> [Texto de origen]
------------------------------------------------------------------------
Pero llega un día en que la obra del hombre necesario adquiere la suficiente robustez para mantenerse por sí misma, y entonces la mano del autor deja de serle indispensable.

Muy peligroso es, sin embargo, equivocarse en dar por llegada la hora precisa de emancipar la obra del autor, porque un error en ese punto puede ser más desastroso al interruptor que a la obra misma, la cual es más poderosa en sí que el propio autor.

Y, en efecto, las funciones de que se compone la obra de organizar un pueblo son el cumplimiento de una ley providencial. Lo es igualmente el concurso del brazo que sirve de instrumento de ejecución. Y como éste deriva de esa ley toda la fuerza que lo hace el señor de la situación, se sigue que ni él mismo puede contrariarla sin sucumbir a su poder moral.

Para todas las creaciones de la Providencia hay una hora prefijada en que cesa la necesidad de la mano que las hizo nacer. Esa hora viene por sí misma; y la señal de que ha llegado, es que la obra puede quedar sola, sin el auxilio de ninguna violencia. Cuando el águila está en edad de ver la luz, el huevo en que se desenvolvió su existencia se rompe por la mano de la Providencia. Si anticipáis ese paso, matáis la existencia que queríais abreviar.

Toda Constitución de libertad tiene en sí misma el poder de substraerse a su tiempo del influjo personal que la hizo nacer; y la Constitución argentina es excelente, porque tiende justamente a colocar la suerte del país fuera de la voluntad discrecional de un hombre: servicio hermoso que la patria debe al general Urquiza. La Constitución da, en efecto, el medio sencillo de encontrar siempre un hombre competente para poner al frente de la Confederación. Ese medio no consiste únicamente en elegirle libremente, aunque esta libertad sea el primer resorte de una buena elección: consiste mayormente en que una vez elegido, sea quien fuere el desgraciado a quien el voto del país coloque en la silla difícil de la presidencia, se lo debe respetar con la obstinación ciega de la honradez, no como a hombre, sino como a la persona pública del Presidente de la Nación. No hay pretexto que disculpe una inconsecuencia del país a los ojos de la probidad política. Cuanto menos digno de su puesto (no interviniendo crimen), mayor será el realce que tenga el respeto del país al jefe de su elección; como es más noble el padre que ama al hijo defectuoso, como es más hidalgo el hijo que no discute el mérito personal de su padre para pagarle el tributo de su respeto.
------------------------------------------------------------------------
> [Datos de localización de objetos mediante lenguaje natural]
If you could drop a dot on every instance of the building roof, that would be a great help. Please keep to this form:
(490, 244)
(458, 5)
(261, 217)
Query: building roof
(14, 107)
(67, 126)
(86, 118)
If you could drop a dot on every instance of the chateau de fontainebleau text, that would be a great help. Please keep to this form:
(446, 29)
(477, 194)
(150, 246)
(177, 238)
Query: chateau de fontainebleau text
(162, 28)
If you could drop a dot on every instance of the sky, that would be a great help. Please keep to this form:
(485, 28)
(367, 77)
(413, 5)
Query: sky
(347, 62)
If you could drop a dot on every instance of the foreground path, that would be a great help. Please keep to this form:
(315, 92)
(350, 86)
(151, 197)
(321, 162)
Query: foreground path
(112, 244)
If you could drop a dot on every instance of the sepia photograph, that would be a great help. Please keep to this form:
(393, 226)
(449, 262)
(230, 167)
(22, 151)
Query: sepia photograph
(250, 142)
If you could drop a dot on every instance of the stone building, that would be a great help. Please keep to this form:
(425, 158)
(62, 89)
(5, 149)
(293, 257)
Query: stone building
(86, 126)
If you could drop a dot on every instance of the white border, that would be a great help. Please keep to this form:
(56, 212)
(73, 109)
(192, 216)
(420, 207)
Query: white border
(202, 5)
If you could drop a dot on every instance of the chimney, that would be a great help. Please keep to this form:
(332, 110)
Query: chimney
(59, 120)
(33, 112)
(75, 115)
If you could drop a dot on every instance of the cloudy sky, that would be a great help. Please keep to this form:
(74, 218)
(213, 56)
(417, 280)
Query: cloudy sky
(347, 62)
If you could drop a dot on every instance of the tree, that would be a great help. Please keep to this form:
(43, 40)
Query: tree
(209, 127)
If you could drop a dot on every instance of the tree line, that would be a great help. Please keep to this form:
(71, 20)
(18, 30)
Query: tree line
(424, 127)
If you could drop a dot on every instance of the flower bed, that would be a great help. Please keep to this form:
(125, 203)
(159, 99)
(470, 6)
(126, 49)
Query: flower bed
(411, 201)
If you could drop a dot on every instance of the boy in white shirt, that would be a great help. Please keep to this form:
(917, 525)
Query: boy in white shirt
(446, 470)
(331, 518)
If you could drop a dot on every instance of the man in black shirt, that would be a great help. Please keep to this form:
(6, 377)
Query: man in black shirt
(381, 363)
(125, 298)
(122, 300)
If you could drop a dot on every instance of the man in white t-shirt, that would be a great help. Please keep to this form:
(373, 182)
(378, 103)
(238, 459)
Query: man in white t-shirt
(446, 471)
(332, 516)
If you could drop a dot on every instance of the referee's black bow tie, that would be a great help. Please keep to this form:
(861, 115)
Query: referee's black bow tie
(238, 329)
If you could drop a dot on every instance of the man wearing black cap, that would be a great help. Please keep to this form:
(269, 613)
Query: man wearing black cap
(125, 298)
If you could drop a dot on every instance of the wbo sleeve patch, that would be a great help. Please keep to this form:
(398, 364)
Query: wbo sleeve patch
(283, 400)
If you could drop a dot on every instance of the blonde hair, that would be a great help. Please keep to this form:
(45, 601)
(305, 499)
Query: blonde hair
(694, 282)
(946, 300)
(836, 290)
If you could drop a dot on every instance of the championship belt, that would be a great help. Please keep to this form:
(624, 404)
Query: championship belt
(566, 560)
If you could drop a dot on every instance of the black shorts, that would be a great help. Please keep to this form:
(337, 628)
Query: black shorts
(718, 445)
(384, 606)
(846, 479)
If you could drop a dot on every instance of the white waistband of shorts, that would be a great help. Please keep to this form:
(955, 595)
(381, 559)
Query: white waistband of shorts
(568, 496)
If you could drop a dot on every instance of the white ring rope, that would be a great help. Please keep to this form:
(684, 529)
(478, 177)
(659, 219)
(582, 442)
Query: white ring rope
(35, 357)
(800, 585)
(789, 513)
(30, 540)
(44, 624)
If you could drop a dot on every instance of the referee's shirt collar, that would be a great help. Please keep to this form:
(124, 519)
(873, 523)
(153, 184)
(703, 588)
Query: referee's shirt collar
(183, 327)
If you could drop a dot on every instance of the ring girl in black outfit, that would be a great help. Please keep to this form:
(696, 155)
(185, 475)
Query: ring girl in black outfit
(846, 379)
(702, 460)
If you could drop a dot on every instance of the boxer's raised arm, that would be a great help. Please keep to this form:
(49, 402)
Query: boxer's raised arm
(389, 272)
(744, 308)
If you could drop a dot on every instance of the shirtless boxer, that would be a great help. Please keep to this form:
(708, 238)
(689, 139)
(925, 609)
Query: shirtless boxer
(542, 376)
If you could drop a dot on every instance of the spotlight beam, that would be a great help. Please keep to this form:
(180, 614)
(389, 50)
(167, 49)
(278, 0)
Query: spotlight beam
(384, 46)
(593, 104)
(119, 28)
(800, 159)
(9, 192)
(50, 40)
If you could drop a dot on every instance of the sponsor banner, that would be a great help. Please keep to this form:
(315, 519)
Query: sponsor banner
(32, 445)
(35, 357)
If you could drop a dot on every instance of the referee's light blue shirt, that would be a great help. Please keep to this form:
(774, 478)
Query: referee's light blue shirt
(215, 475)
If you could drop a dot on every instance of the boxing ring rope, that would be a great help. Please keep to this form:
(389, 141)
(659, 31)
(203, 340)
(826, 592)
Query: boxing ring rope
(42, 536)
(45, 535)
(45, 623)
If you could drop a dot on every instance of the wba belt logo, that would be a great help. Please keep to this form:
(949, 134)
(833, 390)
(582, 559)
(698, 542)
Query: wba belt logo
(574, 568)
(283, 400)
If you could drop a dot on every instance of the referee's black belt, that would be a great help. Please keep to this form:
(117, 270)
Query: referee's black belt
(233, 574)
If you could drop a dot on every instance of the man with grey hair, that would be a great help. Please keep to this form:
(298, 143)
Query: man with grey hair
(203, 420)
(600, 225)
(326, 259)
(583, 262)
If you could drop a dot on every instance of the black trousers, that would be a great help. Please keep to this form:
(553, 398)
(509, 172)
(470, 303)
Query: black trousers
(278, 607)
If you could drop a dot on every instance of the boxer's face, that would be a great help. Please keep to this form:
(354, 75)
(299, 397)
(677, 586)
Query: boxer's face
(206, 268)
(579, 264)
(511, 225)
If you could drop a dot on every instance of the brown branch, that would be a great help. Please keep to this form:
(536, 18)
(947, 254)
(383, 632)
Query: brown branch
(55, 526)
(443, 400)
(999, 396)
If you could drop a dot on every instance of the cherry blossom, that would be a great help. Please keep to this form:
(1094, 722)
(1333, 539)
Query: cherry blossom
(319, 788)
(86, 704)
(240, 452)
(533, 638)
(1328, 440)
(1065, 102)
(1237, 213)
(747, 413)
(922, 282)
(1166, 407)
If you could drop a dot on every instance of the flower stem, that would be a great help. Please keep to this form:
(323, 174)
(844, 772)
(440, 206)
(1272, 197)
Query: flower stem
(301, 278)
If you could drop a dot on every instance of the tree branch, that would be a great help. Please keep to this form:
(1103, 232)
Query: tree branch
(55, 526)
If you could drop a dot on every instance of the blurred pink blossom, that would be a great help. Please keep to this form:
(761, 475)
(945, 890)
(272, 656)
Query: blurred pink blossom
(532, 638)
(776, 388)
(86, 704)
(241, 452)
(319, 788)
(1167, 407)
------------------------------------------------------------------------
> [Tareas]
1. Según el texto sobre la Constitución argentina, ¿a quién debe la patria el servicio de esa Constitución?
2. Transcribe del texto sobre la Constitución argentina el fragmento que empieza con las palabras que contienen "Pero llega un" y termina con "su poder moral.".
3. Prosigue el texto sobre la Constitución argentina con la parte que sigue a su última oración.

> [Resultados]
1. Al general Urquiza.

2.
Pero llega un día en que la obra del hombre necesario adquiere la suficiente robustez para mantenerse por sí misma, y entonces la mano del autor deja de serle indispensable.

Muy peligroso es, sin embargo, equivocarse en dar por llegada la hora precisa de emancipar la obra del autor, porque un error en ese punto puede ser más desastroso al interruptor que a la obra misma, la cual es más poderosa en sí que el propio autor.

Y, en efecto, las funciones de que se compone la obra de organizar un pueblo son el cumplimiento de una ley providencial. Lo es igualmente el concurso del brazo que sirve de instrumento de ejecución. Y como éste deriva de esa ley toda la fuerza que lo hace el señor de la situación, se sigue que ni él mismo puede contrariarla sin sucumbir a su poder moral.

3.
Respetad de ese modo al Presidente que una vez lo sea por vuestra elección, y con eso sólo seréis fuertes e invencibles contra todas las resistencias a la organización nacional; porque el respeto al Presidente no es más que el respeto a la Constitución en virtud de la cual ha sido electo: es el respeto a la disciplina y a la subordinación, que, en lo político como en lo militar, son la llave de la fuerza y de la victoria.

El respeto a la autoridad, sobre todo, es el respeto del país a sus propios actos, a su propio compromiso, a su propia dignidad.

Una simple cosa distingue al país civilizado del país salvaje; una simple cosa distingue a la ciudad de Londres de una toldería de la Pampa: y es el respeto que la primera tiene a su gobierno, y el desprecio cínico que la horda tiene por su jefe.

Esto es lo que no comprende la América, que ha vivido cuarenta años sin salir de su revolución contra España; y eso sólo la hace objeto del desprecio del mundo, que la ve sumida en revoluciones vilipendiosas y verdaderamente salvajes.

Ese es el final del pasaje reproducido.